_Exercice court 1_: Recopiez fidèlement et dans son intégralité le texte sur le procès de Louis XVI.
_Exercice court 2_: Mettez dans une liste JSON de chaînes les lignes des enregistrements, à raison d’une chaîne par ligne et sans les lignes vides. Ne retenez que les lignes qui vont du début des enregistrements jusqu’à la ligne contenant « --svg-fill-rule evenodd » incluse, et omettez les images.

_Document source_:
__________
Ça s’est passé en décembre 1792

jeudi 12 décembre 2019

Ça s’est passé en décembre 1792 : le procès du roi, la comparution de Louis Capet …

La salle était comble ce 11 novembre 1792, l’une des grandes journées du procès : le roi accusé comparaissait à la barre de la Convention.

Procès-verbal de la translation de Louis XVI à la Convention rédigé par la Commune de Paris. Au début de la séance, Barbaroux donne lecture de l’acte énonciatif des charges : c’était le rapport de Lindet, en forme de questionnaire.

Marat critique, l’acte énonciatif : « Je vous invite à réduire les chefs d’accusation à un petit nombre, parce que ceux sur lesquels les preuves ne seraient pas évidentes, affaibliraient ceux sur lesquelles elles sont victorieuses. Je vous invite à faire ce choix-là . » L’acte d’accusation présenté par Barbaroux est cependant adopté.

Barère préside. Un profond silence règne dans l’Assemblée quand le roi paraît à la barre.

Michelet écrit : « Un homme comme tant d’autres, qui semblait un bourgeois, un rentier, un père de famille, l’air simple, un peu myope, d’un teint pâli déjà par la prison et qui sentait la mort. »

Louis XVI, résolu à se défendre, s’abrite derrière la Constitution pour les faits antérieurs à septembre 1791. pour l’époque qui suit, il se retranche derrière la responsabilité de ses ministres. Sur ses relations avec les émigrés, il se contente de nier.

Interrogatoire de Louis Capet

Le président. - « Représentants, vous allez exercer le droit de justice nationale ; vous répondez à tous les citoyens de la République de la conduite ferme et sage que vous allez tenir dans cette occasion importante.
__________
_Données de l’exercice_:

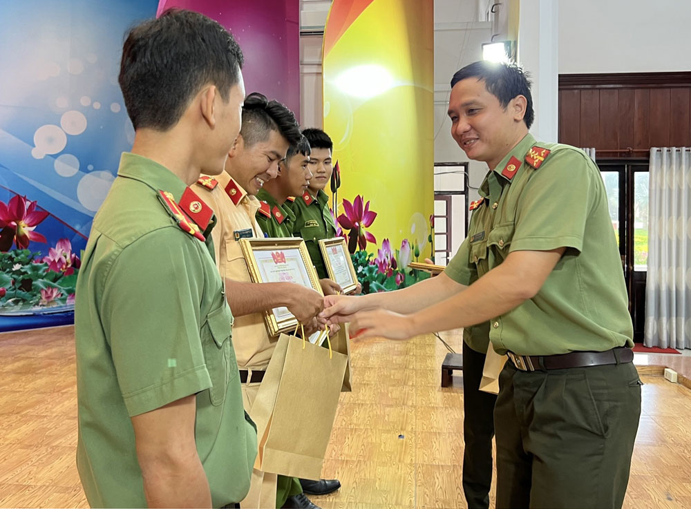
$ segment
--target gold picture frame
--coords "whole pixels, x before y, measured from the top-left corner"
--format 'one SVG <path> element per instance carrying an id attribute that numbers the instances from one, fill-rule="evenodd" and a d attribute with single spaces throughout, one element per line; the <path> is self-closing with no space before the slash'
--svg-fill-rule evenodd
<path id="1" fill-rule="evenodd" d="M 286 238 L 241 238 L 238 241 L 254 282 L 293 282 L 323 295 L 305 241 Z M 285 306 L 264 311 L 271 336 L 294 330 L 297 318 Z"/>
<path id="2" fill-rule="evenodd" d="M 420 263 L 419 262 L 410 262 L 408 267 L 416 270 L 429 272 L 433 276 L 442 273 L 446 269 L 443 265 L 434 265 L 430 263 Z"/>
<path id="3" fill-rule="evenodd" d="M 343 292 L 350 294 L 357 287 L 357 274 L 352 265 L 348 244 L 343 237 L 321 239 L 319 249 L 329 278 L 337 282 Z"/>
__________
_Résultat de l’exercice 1_:
Ça s’est passé en décembre 1792

jeudi 12 décembre 2019

Ça s’est passé en décembre 1792 : le procès du roi, la comparution de Louis Capet …

La salle était comble ce 11 novembre 1792, l’une des grandes journées du procès : le roi accusé comparaissait à la barre de la Convention.

Procès-verbal de la translation de Louis XVI à la Convention rédigé par la Commune de Paris. Au début de la séance, Barbaroux donne lecture de l’acte énonciatif des charges : c’était le rapport de Lindet, en forme de questionnaire.

Marat critique, l’acte énonciatif : « Je vous invite à réduire les chefs d’accusation à un petit nombre, parce que ceux sur lesquels les preuves ne seraient pas évidentes, affaibliraient ceux sur lesquelles elles sont victorieuses. Je vous invite à faire ce choix-là . » L’acte d’accusation présenté par Barbaroux est cependant adopté.

Barère préside. Un profond silence règne dans l’Assemblée quand le roi paraît à la barre.

Michelet écrit : « Un homme comme tant d’autres, qui semblait un bourgeois, un rentier, un père de famille, l’air simple, un peu myope, d’un teint pâli déjà par la prison et qui sentait la mort. »

Louis XVI, résolu à se défendre, s’abrite derrière la Constitution pour les faits antérieurs à septembre 1791. pour l’époque qui suit, il se retranche derrière la responsabilité de ses ministres. Sur ses relations avec les émigrés, il se contente de nier.

Interrogatoire de Louis Capet

Le président. - « Représentants, vous allez exercer le droit de justice nationale ; vous répondez à tous les citoyens de la République de la conduite ferme et sage que vous allez tenir dans cette occasion importante.

_Résultat de l’exercice 2_:
[
  "$ segment",
  "--target gold picture frame",
  "--coords \"whole pixels, x before y, measured from the top-left corner\"",
  "--format 'one SVG <path> element per instance carrying an id attribute that numbers the instances from one, fill-rule=\"evenodd\" and a d attribute with single spaces throughout, one element per line; the <path> is self-closing with no space before the slash'",
  "--svg-fill-rule evenodd"
]